● **Job**
Retype the following lines without changing anything.
BEGIN Task material
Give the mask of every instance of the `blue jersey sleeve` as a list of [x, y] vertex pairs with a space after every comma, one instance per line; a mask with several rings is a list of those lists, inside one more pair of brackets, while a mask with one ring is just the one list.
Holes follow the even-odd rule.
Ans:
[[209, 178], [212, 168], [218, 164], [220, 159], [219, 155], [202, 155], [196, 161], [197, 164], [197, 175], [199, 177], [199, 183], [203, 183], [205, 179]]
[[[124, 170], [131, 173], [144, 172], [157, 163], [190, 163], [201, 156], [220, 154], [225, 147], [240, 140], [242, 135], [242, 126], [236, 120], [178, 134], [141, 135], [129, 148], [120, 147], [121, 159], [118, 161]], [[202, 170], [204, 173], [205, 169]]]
END Task material
● **Answer**
Give the mask of every instance of the `blue jersey sleeve` as a list of [x, y] vertex pairs with a space after every comma, one instance per line; a mask with several rings is a list of those lists, inside one more pair of brackets, while a mask with one ring is just the one list.
Holes follow the even-odd rule.
Ans:
[[209, 178], [212, 168], [218, 164], [220, 159], [219, 155], [202, 155], [196, 161], [197, 164], [197, 175], [199, 177], [199, 183], [203, 183], [205, 179]]
[[[124, 170], [131, 173], [144, 172], [157, 163], [190, 163], [201, 156], [220, 154], [225, 147], [240, 140], [242, 135], [242, 126], [236, 120], [178, 134], [141, 135], [129, 148], [120, 147], [121, 159], [118, 161]], [[202, 170], [204, 173], [205, 169]]]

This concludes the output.